Trecho do texto
^^^^
Saudações, confraria!
Em novembro comprei um exemplar da biografia do Barsi, entitulada "O Rei dos Dividendos", lançada em outubro desse ano, e vou postar aqui uma resenha, com alguns comentários meus e destacando os pontos que achei mais interessantes.
"O Rei dos Dividendos", escrito pelo Luiz Barsi Filho, um dos mais ricos investidores de nossa Bolsa, é um livro bem fluido e de fácil leitura, não entra em detalhes chatos e nem em minúcias, de modo que o li bem rápido.
Achei a leitura interessante. O início narra a origem humilde do velho investidor, nascido em uma família pobre em 1939, morando em um cortiço em São Paulo junto de outras famílias imigrantes européias, o início da vida profissional ainda na infância, vendendo uvas passas no cinema...
Depois ele conta como se formou em um curso de técnico de contabilidade e começou a trabalhar. Foi através dos conhecimentos de contabilidade que ele iniciou sua jornada nos investimentos, pois aprendeu a analisar empresas. Posteriormente se formou também em economia. Uma coisa que o favoreceu foi o fato de que quase ninguém tinha estudo naquela época (anos 60). Destaco o seguinte trecho do livro (página 32):
"No final dos anos 50 e início dos 60, mais de 70% dos brasileiros tinham no máximo 3 anos de estudo. Só 1 em cada 100 trabalhadores havia completado o ensino superior. Com meu diploma de técnico contábil eu já era a pessoa que tinha um olho só em terra de cego. Economista e contador formado, então, nem se fala."
Além de seu emprego, ele também dava aulas de contabilidade e fazia auditorias por fora, para ganhar uma renda extra (ter mais de uma fonte de renda é cada vez mais importante, confrades... vamos buscar!)
Chegou a trabalhar um curto período em uma pequena estatal, com um salário bom para a época, mas largou o emprego (por causa das limitações do serviço público) e passou a se dedicar ao mercado de ações, no início somente com o dinheiro das aulas e das auditorias, e posteriormente (por volta do fim dos anos 60 e do início dos anos 70) com o dinheiro que recebia sendo sócio de uma corretora chamada "Cruzeiro do Sul", uma das 134 corretoras daquela época. Também passou a ser operador de pregão, atuando através de sua corretora.
^^^^
Enunciado
Copie fielmente a parte da resenha do livro sobre Barsi que começa em "Saudações, confraria!" e segue até "li bem rápido.".

Dados de origem
^^^^
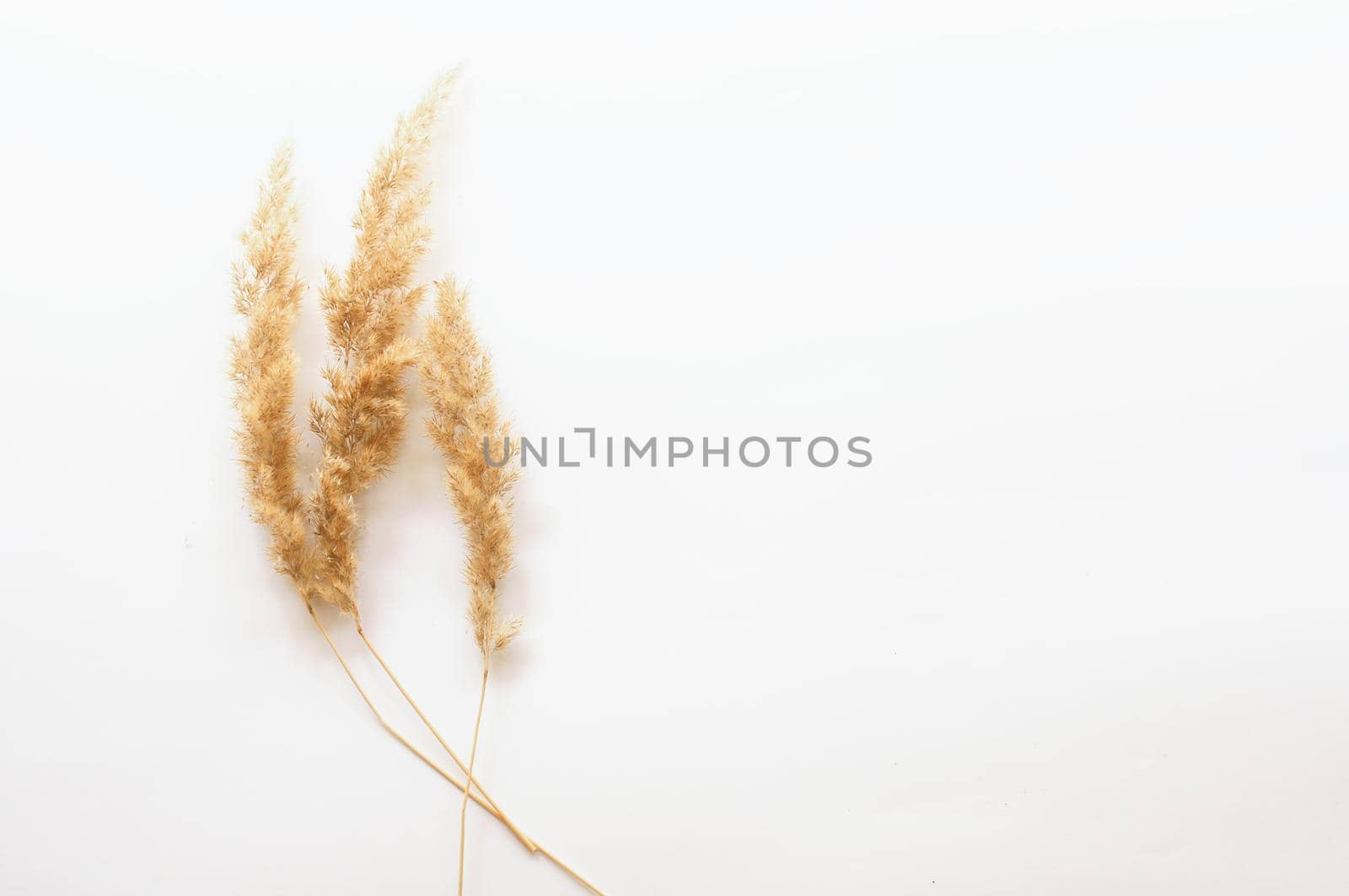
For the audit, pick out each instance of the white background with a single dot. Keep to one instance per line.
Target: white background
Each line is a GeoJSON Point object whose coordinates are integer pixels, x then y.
{"type": "Point", "coordinates": [1077, 269]}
^^^^
Resolução escrita
Saudações, confraria!
Em novembro comprei um exemplar da biografia do Barsi, entitulada "O Rei dos Dividendos", lançada em outubro desse ano, e vou postar aqui uma resenha, com alguns comentários meus e destacando os pontos que achei mais interessantes.
"O Rei dos Dividendos", escrito pelo Luiz Barsi Filho, um dos mais ricos investidores de nossa Bolsa, é um livro bem fluido e de fácil leitura, não entra em detalhes chatos e nem em minúcias, de modo que o li bem rápido.